— Brief 1 —
Select every line in the rows below that contains the string "brown", matching case exactly.

— Source document —
· · · · ·
United States Court of Appeals, Second Circuit
May 20, 1977
555 F.2d 1118 (2d Cir. 1977)

Opinion

No. 169, Docket 76-7189.

Argued March 28, 1977.

Decided May 20, 1977.

Joseph G. Walsh, New York City (Frank F. Scheck, Joseph J. C. Ranalli, Pennie Edmonds, New York City, of counsel), for plaintiffs-appellants.

Francis J. Hone, New York City (Brumbaugh, Graves, Donohue Raymond, New York City, of counsel), for appellees.

Appeal from the United States District Court for the Western District of New York.

Before GURFEIN and MESKILL, Circuit Judges, and NEWMAN, District Judge.

Hon. Jon O. Newman of the District of Connecticut, sitting by designation.


This is an appeal from an order of the United States District Court for the Western District of New York, Harold P. Burke, J., denying discovery in a patent interference proceeding. We dismiss the appeal for lack of jurisdiction.

I.

Appellant Shattuck is an employee of International Business Machines Corporation ("IBM"), one of the real parties in interest. He is the holder of a patent on a photo-conductive compound, known as "equal weight TNF/PVK," which is used in office copiers manufactured by IBM, the assignee of the patent. Hoegl is an employee of Xerox Corporation ("Xerox"), the other real party in interest. Xerox claims that Hoegl discovered "equal weight TNF/PVK" before Shattuck, and therefore that IBM's patent properly belongs to Xerox. In 1973, Xerox asserted this claim in an interference proceeding in the Patent Office against IBM.

This is the latest in a long series of legal battles over this invention. Xerox instituted similar proceedings in 1970, 1972, 1973, 1976 and 1977, in the United States and Canada. New York Times, March 5, 1977, p. 32. One of these suits was scheduled to begin in Toronto in March, 1977.

IBM responded by charging Xerox with fraud on the Patent Office. In support of this contention, IBM offers evidence that the prior inventor was not Hoegl, but Weigl, another Xerox employee. IBM claims that this earlier, non-disclosed discovery by Xerox constituted fraud on the Patent Office and thus defeats the interference claim. See Beckman Instruments, Inc. v. Chemtronics, Inc., 428 F.2d 555, 564-66 (5th Cir.), cert. denied, 400 U.S. 956, 91 S.Ct. 353, 27 L.Ed.2d 264 (1970); Kayton, Lynch and Stern, Fraud in Patent Procurement: Genuine and Sham Charges, 43 Geo.Wash.L. Rev. 1 (1974).

IBM has conducted discovery in the Western District of New York under 35 U.S.C. § 24. At an earlier stage of this proceeding, Karembelas and Kondo, both attorneys employed by Xerox, as well as Weigl, appeared at depositions. All three refused to produce certain documents, making claims of work product and privilege. At IBM's request, Judge Burke ordered Weigl to produce the documents he had withheld. Xerox attempted to appeal that order to this Court. We held that the order was non-final, and dismissed the appeal. Shattuck v. Hoegl, 523 F.2d 509 (2d Cir. 1975) ("Shattuck I").

35 U.S.C. § 24 provides, in relevant part:

The clerk of any United States court for the district wherein testimony is to be taken for use in any contested case in the Patent Office, shall, upon the application of any party thereto, issue a subpoena for any witness residing or being within such district, commanding him to appear and testify before an officer in such district authorized to take depositions and affidavits, at the time and place stated in the subpoena. The provisions of the Federal Rules of Civil Procedure relating to the attendance of witnesses and to the production of documents and things shall apply to contested cases in the Patent Office.
· · · · ·
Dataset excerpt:
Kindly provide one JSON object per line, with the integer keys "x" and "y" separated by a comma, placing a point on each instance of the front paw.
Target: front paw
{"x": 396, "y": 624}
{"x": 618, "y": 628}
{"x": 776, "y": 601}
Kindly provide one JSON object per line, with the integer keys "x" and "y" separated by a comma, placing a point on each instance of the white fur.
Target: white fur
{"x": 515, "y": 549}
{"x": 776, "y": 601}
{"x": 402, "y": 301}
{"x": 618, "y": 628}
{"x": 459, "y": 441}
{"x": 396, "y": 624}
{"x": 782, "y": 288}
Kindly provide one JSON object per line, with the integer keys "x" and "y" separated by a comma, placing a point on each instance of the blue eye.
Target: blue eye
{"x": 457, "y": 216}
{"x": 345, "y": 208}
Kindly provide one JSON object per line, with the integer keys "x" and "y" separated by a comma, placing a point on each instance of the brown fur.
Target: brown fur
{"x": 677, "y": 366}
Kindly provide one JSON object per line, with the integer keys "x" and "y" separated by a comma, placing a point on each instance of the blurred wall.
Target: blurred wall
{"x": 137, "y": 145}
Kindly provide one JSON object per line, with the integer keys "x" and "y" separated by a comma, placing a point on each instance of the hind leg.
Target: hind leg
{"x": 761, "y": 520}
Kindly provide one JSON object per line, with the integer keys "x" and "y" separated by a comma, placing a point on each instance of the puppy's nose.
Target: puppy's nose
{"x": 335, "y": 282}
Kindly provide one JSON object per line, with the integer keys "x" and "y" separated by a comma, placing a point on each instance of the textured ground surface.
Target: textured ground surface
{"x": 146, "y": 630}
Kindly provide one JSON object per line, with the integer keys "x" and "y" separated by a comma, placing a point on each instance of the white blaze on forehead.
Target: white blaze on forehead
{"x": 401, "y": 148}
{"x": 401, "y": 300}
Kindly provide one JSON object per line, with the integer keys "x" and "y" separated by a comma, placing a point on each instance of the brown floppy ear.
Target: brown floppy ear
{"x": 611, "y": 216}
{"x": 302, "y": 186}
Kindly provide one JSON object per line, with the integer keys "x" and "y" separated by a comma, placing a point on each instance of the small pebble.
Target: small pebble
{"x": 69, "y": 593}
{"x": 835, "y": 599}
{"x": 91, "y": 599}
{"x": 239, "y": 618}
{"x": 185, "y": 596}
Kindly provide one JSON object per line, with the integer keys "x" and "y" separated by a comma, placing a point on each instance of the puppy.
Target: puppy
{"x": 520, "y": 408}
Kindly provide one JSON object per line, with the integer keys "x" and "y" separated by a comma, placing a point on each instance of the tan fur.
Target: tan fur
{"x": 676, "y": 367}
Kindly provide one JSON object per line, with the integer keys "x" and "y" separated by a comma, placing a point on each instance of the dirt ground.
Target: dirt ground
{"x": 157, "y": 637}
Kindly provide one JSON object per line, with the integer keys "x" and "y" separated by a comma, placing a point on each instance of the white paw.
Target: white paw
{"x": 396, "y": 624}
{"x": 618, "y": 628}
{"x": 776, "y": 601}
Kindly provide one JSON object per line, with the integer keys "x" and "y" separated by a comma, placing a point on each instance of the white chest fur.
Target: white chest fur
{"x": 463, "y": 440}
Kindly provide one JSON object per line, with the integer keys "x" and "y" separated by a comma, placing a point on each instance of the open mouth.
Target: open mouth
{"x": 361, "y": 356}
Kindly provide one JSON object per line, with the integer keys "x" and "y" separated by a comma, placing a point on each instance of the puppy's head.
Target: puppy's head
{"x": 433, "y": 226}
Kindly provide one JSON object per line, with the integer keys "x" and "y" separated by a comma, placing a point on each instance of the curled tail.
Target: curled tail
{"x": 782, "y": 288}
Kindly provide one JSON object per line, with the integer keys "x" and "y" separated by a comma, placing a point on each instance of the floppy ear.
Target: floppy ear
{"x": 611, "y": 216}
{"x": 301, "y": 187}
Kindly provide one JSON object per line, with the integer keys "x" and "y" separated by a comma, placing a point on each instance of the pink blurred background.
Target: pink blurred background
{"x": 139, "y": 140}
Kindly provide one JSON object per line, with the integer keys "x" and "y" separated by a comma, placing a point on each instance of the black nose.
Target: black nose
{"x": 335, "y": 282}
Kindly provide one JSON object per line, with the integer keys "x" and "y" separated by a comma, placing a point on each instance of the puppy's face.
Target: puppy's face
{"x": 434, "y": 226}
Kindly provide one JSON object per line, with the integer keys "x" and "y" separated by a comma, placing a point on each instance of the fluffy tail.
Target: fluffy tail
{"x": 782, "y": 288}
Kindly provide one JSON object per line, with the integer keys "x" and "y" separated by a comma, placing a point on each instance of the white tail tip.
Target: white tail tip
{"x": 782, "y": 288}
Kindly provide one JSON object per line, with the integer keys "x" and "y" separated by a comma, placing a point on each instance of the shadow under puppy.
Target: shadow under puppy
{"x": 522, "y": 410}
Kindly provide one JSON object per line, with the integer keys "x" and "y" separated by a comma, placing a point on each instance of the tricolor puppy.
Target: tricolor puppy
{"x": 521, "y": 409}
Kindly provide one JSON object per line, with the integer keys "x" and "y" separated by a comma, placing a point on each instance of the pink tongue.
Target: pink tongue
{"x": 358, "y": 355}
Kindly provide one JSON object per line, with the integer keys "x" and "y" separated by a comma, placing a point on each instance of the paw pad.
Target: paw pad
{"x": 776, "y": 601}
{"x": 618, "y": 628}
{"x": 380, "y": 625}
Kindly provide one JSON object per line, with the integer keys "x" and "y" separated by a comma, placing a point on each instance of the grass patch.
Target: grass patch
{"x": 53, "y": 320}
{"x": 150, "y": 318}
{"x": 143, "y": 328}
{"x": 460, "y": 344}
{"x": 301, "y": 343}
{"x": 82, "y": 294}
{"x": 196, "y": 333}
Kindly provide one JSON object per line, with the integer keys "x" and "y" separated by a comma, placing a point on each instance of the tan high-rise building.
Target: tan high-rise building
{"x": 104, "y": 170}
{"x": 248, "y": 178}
· · · · ·
— Brief 2 —
Reproduce the part of the Second Circuit opinion above that opens with the words containing "Before GURFEIN and" and closes with "lack of jurisdiction.".

— Finished answer 1 —
Kindly provide one JSON object per line, with the integer keys "x" and "y" separated by a comma, placing a point on each instance of the brown fur.
Target: brown fur
Kindly provide one JSON object per line, with the integer keys "x" and "y" separated by a comma, placing a point on each instance of the brown floppy ear.
Target: brown floppy ear

— Finished answer 2 —
Before GURFEIN and MESKILL, Circuit Judges, and NEWMAN, District Judge.

Hon. Jon O. Newman of the District of Connecticut, sitting by designation.


This is an appeal from an order of the United States District Court for the Western District of New York, Harold P. Burke, J., denying discovery in a patent interference proceeding. We dismiss the appeal for lack of jurisdiction.